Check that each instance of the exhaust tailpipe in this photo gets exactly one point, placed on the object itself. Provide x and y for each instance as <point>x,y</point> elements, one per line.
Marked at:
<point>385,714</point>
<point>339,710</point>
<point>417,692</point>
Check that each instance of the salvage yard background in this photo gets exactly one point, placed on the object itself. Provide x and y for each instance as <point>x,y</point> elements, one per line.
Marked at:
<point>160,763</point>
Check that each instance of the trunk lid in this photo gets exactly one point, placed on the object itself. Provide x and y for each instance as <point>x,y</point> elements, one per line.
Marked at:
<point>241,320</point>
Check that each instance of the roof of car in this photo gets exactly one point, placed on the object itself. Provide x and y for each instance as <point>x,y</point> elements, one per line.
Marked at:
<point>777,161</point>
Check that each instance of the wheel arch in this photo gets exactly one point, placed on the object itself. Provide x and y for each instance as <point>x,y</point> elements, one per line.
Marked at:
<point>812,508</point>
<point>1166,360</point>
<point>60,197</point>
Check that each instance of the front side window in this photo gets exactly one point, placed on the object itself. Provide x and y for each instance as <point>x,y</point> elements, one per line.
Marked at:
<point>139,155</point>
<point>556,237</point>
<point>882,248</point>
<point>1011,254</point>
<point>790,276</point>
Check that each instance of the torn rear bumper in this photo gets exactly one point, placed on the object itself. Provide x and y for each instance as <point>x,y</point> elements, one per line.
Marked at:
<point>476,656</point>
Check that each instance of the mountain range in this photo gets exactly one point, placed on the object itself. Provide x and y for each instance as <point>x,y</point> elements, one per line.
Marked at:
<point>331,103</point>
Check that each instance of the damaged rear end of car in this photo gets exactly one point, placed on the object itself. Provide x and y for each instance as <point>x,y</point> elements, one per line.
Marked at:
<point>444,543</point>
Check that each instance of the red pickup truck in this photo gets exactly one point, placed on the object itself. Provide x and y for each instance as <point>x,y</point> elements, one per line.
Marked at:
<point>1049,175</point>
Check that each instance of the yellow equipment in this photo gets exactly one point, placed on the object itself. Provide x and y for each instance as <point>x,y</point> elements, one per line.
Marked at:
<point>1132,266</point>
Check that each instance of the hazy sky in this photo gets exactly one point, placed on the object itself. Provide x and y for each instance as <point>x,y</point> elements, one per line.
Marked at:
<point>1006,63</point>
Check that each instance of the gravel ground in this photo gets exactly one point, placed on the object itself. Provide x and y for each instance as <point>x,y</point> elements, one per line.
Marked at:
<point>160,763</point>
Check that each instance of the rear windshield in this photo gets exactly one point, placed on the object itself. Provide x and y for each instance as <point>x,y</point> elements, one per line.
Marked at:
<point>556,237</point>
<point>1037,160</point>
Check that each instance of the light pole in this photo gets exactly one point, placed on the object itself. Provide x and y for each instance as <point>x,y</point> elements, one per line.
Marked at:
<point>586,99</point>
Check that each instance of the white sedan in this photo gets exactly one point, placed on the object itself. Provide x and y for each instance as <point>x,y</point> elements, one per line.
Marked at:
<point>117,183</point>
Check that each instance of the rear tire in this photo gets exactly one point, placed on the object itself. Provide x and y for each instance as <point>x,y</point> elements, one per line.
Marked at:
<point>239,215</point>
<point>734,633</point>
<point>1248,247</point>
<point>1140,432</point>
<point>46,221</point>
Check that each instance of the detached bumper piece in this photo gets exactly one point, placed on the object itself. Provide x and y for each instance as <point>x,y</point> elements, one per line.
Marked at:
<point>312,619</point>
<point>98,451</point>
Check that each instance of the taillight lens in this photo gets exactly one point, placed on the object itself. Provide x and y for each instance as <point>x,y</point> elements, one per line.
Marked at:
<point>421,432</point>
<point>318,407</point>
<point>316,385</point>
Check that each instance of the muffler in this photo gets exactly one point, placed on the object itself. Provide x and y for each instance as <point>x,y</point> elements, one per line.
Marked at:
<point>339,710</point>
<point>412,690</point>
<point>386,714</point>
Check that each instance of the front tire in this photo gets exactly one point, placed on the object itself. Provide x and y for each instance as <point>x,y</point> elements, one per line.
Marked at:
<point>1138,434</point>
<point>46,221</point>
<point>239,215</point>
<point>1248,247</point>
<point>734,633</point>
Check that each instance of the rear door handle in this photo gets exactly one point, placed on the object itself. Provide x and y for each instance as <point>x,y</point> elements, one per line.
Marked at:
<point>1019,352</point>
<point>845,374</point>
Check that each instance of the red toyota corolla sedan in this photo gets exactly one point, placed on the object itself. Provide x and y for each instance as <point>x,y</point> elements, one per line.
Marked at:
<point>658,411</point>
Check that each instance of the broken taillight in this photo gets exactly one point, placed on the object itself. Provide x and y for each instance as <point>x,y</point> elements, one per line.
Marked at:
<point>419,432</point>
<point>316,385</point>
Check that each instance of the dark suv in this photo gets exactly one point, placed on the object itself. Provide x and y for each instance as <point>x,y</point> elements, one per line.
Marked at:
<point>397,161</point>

++++

TO BE DONE >>
Please copy out the material word for word, from the line with "Check that each instance of the damaged" up to and including the line with "<point>586,99</point>".

EXERCISE SOLUTION >>
Check that each instance of the damaged rear end of car in this photo gets exactly one point, placed on the object itself. Provide x and y for each instance as <point>x,y</point> elements, one per line.
Marked at:
<point>444,543</point>
Check that each instance of the red pickup truck in this photo gets exactly one point, placed on the object itself. Provide x and y for each instance as <point>x,y</point> elements, one per line.
Marked at:
<point>1049,175</point>
Check that each instance of the yellow equipment in this photo gets exactly one point, placed on the object itself. Provide x and y for each instance as <point>x,y</point> elements, one per line.
Marked at:
<point>1132,266</point>
Check that each instance of the hazy sky in this photo gets exactly one point, placed on the object itself. Provide x and y for each instance as <point>x,y</point> elements, one per line.
Marked at:
<point>1006,63</point>
Check that each instance of the gravel ground in this photo gets exactly one point, placed on the object itself. Provide x and y for each instance as <point>x,y</point> elements, one per line.
Marked at:
<point>160,763</point>
Check that each instance of the rear windshield in this photo gets exactly one point, placed on the object itself. Provide x and y for each instance as <point>x,y</point> elements, one per line.
Marked at:
<point>556,237</point>
<point>1037,160</point>
Check that each instance of the light pole in this photo gets exactly one point, placed on the object itself. Provide x and y for each instance as <point>x,y</point> elements, one per line.
Marked at:
<point>586,99</point>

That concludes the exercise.